-- What the exercise asks --
Here the answer must be the exact run of lines from the line holding "the shoelace, a" to the end of the material below, and nothing else.
=== Begin Enclosure ===
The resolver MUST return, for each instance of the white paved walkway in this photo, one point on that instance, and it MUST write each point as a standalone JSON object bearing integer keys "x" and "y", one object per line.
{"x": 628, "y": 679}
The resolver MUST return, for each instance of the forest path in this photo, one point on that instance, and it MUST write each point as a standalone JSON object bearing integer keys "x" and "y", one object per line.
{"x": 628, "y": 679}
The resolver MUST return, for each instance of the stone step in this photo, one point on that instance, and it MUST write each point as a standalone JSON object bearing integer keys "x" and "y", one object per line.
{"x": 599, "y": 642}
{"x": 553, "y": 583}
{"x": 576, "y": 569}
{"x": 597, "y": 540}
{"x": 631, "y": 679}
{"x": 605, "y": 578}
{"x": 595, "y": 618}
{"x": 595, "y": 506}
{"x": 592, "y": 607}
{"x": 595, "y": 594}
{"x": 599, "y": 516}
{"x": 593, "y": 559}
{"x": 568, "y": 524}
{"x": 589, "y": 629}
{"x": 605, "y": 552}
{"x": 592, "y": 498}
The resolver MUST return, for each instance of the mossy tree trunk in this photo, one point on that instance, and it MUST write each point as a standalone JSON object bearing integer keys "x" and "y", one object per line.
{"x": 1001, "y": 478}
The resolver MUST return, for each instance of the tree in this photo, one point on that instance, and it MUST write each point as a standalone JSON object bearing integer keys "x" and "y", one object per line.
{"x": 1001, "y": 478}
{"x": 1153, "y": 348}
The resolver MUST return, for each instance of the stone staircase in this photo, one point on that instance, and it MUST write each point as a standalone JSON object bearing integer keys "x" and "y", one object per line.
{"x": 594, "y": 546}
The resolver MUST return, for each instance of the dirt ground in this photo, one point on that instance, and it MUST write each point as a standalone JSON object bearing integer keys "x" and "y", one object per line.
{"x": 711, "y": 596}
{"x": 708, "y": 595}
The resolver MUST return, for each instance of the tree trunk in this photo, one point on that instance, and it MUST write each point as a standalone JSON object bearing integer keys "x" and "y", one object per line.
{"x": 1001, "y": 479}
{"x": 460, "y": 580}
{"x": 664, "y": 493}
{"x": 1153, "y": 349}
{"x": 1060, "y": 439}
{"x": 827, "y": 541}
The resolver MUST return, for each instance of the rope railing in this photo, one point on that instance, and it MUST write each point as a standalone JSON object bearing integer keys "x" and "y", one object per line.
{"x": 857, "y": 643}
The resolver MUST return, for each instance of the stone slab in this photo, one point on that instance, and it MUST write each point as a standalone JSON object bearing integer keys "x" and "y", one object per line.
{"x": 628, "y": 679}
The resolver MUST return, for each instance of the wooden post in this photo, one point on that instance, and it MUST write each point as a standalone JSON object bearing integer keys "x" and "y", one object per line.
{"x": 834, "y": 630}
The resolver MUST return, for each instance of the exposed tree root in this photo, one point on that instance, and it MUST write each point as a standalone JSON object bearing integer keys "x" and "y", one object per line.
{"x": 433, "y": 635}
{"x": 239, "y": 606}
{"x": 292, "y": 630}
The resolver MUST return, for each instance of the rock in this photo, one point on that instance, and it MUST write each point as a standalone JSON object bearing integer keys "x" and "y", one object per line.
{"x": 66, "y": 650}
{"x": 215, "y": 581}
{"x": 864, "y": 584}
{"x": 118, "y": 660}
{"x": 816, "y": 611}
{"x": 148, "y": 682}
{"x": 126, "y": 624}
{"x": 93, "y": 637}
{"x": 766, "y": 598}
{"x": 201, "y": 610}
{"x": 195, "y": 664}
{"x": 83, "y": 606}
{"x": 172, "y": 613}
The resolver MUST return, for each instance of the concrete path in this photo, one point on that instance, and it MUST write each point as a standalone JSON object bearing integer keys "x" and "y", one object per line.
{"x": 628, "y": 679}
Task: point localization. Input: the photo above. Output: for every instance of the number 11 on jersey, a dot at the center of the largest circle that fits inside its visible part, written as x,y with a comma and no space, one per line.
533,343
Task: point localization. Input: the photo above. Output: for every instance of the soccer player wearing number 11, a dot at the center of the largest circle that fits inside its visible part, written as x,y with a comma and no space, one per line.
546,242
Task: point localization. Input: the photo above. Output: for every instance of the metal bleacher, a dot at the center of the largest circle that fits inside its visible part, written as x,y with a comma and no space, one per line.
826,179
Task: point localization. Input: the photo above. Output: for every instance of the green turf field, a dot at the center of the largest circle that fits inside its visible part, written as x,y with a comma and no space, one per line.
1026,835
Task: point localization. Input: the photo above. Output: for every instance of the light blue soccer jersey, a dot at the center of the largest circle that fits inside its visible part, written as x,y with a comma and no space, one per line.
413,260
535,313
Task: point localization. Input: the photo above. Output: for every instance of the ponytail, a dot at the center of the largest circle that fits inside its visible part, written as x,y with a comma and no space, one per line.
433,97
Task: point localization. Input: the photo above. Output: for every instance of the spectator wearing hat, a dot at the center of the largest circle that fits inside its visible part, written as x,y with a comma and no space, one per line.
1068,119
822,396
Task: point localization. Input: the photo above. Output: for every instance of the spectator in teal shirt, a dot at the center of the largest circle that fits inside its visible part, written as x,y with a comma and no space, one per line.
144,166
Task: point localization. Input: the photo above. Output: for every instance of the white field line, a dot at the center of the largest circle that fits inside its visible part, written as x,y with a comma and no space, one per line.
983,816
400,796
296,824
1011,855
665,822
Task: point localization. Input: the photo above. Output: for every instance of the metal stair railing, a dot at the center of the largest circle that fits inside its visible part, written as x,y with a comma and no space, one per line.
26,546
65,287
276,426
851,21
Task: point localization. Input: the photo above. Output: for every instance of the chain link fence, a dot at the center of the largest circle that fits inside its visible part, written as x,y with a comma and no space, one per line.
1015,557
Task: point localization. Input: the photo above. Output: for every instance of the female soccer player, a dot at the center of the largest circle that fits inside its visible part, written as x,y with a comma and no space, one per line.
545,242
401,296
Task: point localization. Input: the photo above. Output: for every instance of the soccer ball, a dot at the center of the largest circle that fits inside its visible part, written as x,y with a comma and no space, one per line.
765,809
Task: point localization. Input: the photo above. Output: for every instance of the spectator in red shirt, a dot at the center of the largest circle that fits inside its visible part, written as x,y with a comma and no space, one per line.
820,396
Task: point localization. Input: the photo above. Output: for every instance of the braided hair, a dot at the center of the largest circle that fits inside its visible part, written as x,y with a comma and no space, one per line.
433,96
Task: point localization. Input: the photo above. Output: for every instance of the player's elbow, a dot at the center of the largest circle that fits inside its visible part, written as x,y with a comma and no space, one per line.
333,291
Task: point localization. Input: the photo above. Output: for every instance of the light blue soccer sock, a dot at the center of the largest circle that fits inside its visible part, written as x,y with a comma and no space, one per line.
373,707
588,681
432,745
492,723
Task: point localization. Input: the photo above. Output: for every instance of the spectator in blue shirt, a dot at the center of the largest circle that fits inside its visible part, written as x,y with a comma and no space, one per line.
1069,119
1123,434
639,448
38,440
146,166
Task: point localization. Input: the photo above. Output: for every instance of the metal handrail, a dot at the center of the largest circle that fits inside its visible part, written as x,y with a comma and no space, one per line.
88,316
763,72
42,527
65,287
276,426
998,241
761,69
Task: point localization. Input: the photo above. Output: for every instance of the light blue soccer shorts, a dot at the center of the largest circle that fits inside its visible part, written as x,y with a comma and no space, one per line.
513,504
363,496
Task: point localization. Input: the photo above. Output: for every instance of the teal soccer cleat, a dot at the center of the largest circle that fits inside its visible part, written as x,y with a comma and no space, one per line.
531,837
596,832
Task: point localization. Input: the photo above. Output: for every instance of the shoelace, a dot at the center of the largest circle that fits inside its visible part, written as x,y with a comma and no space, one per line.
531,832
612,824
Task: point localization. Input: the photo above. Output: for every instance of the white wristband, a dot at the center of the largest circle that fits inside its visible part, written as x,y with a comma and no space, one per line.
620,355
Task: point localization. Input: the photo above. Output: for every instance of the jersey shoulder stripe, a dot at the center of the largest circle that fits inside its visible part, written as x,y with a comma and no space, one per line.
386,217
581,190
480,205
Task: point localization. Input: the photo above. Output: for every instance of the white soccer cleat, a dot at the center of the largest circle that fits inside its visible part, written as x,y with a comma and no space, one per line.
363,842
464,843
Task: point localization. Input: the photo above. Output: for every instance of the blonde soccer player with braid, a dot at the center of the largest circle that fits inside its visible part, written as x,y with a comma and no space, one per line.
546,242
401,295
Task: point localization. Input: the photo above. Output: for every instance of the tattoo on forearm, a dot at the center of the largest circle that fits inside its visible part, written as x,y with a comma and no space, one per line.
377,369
=== End Enclosure ===
-- Solution for this exercise --
Task: point localization. Input: the photo above. Output: for every instance of the shoelace, a dot at the center of the largest circle that fits inside its visible part, written as x,y with a comma and no space, one per line.
531,832
612,824
Task: point localization. Input: the photo above. Output: for every instance of the white wristband, a dot at the center of the largest circle that fits inside its visible part, written as x,y with a comma and no space, one per line.
620,355
Task: point localization. Input: the photo above. Output: for every instance of the jersey shoulder stripe, a dot at the center of the largest circle that fits inside its visible part, written as x,y with a comma and no space, one per line.
386,217
581,190
480,205
Task: point localization. Input: the photo above. Output: for every instance of the white soccer cleat, a dot at the center of the largest circle that fits inside its visible part, written as x,y with a comma and no space, one per line.
363,842
464,843
Task: point localization. Input: the photo above. Output: for every instance of the blonde soccer player with braid, a dot at the center of the largest circle that fits inside its visible part, written as x,y with a comma and no space, one per line.
546,242
401,295
Task: point localization. Input: the photo above. Output: for every instance of the tattoo on forearm, a dot at the center of the largest circle that fits inside its visible part, written as x,y with a comma and no space, one per line.
377,369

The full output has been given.